**Text to read**.

......

Photo: This was my last free morning until mid-September. My last opportunity to take a picture from my favorite spot. I am not a tourist and I’m not “new” anymore. This is where I live. My sense of belonging grows by the day, thought there is still plenty of that “outsider” feeling that lingers.
When I see the video out of McKinney, Texas, I see me and my little sister every single summer. This is the time of year when swim team would start after-school practice, so mom would ship us to grandma’s house for a weekend to get our hair braided. Yep–our hair braided in with the stuff from Sally’s beauty supply. We’d get them so long… down our backs long! Oh how everything would hurt after it was done! The butt and back ached after 8-10 hours of sitting, and that was nothing compared to the tender scalp thanks to those tight individual braids tightly fastened onto every root!
But, hair protected, we were set up for a summer of sun, salt, sand and twice-daily chlorine. At the pool. Right behind the house.
The private, all white, very expensive pool that my mom spent the money on because it was easy and we’d be in a safe place all day. She told us to follow the rules, behave, and not venture far from the pool or the house. Who needs camps and such when there is swim-team and snack bar?
I see Dajeeria Becton with the long braids and the slender body with the long-long legs and I think, “God, that was me 15 years ago. My sister, too.”

......

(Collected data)

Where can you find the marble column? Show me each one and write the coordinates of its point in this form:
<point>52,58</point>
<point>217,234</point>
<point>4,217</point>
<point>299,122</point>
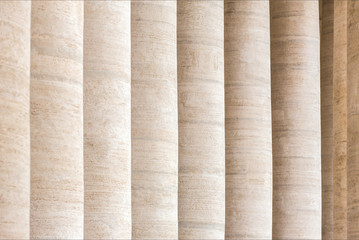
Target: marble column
<point>248,120</point>
<point>353,119</point>
<point>200,42</point>
<point>340,120</point>
<point>154,120</point>
<point>107,119</point>
<point>57,120</point>
<point>14,119</point>
<point>326,59</point>
<point>296,119</point>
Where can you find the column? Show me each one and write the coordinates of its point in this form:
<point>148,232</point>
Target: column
<point>56,120</point>
<point>248,120</point>
<point>201,119</point>
<point>296,119</point>
<point>353,119</point>
<point>154,120</point>
<point>107,119</point>
<point>340,120</point>
<point>14,119</point>
<point>326,73</point>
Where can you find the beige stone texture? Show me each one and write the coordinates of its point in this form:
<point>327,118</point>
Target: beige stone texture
<point>154,120</point>
<point>353,119</point>
<point>57,120</point>
<point>14,119</point>
<point>248,120</point>
<point>296,119</point>
<point>340,120</point>
<point>107,119</point>
<point>201,119</point>
<point>327,135</point>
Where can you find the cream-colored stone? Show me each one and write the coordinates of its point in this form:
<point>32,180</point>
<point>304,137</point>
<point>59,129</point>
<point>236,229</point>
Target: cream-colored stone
<point>248,120</point>
<point>107,119</point>
<point>201,119</point>
<point>296,119</point>
<point>14,119</point>
<point>56,120</point>
<point>154,120</point>
<point>326,59</point>
<point>353,119</point>
<point>340,120</point>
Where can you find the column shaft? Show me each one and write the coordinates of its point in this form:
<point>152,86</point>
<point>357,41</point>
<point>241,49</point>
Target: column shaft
<point>56,120</point>
<point>248,120</point>
<point>296,119</point>
<point>340,120</point>
<point>353,119</point>
<point>201,119</point>
<point>326,58</point>
<point>107,119</point>
<point>154,120</point>
<point>14,119</point>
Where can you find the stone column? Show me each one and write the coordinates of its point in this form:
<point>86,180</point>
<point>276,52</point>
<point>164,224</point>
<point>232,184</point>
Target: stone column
<point>107,119</point>
<point>14,119</point>
<point>326,59</point>
<point>56,120</point>
<point>296,119</point>
<point>248,120</point>
<point>340,120</point>
<point>154,120</point>
<point>353,119</point>
<point>201,119</point>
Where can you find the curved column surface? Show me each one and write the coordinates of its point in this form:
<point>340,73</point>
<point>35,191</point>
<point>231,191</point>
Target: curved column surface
<point>154,120</point>
<point>56,120</point>
<point>353,119</point>
<point>326,58</point>
<point>201,119</point>
<point>107,119</point>
<point>296,119</point>
<point>14,119</point>
<point>340,120</point>
<point>248,120</point>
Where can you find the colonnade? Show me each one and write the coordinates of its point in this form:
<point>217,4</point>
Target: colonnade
<point>165,119</point>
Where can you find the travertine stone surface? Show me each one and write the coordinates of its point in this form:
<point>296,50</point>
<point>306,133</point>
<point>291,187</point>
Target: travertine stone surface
<point>201,120</point>
<point>326,85</point>
<point>107,119</point>
<point>14,119</point>
<point>340,120</point>
<point>56,120</point>
<point>353,119</point>
<point>296,119</point>
<point>248,120</point>
<point>154,120</point>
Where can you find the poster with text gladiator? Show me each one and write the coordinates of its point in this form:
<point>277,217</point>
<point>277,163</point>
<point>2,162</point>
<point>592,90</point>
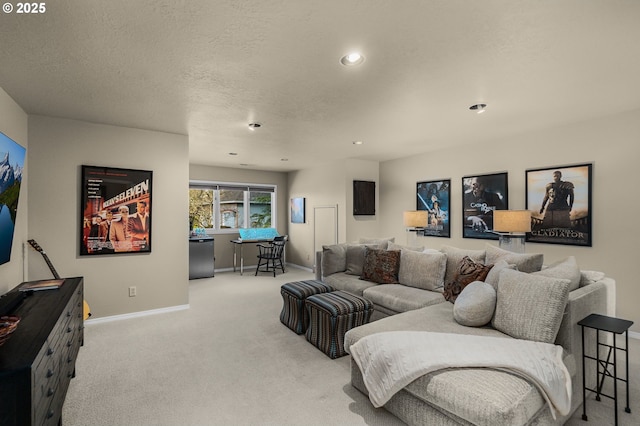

......

**Task A**. In the essay about the McKinney, Texas video, how many hours of sitting did getting the braids take?
**Task B**. In one to three sentences, explain why the mother in the essay about the McKinney, Texas video paid for the private pool.
**Task C**. Please extend the essay about the McKinney, Texas video, starting after its final sentence.

**Written answer A**. It took 8-10 hours of sitting.

**Written answer B**. She paid for it because it was easy and the girls would be in a safe place all day.

**Written answer C**.
When I see that officer slam her to the ground, point a gun at her friends and rolling around commando-style like he is in a war zone… I think about how, for all of the White spaces my sister and I traversed (and traverse even still), we are so lucky to never have experienced such trauma as to be physically assaulted and humiliated in such a brutal way.
I was called a nigger on more than enough occasions, to be sure, but no hands were ever laid on me. Thank God. Why do I suddenly feel lucky instead of normal?
It is the matter of place. The places where a young woman should be safe, the places where we should all be able to expect respect, civility and dignity. It’s about the place the place where she always thought she belonged, the places she can and will go and, of course, the places where her welcome will always be provisional.
“Provisional” is the perfect word for this. Black girls are welcomed into all sorts of spaces, but always with so many, many rules. Don’t be too loud, aggressive, assertive (which is often confused with aggressive). Don’t be too subtle or subversive, or to textured, curvy or colorful. Don’t be too many, bringing others like you when only you were invited.
It’s a matter of place, and you should know it. Always.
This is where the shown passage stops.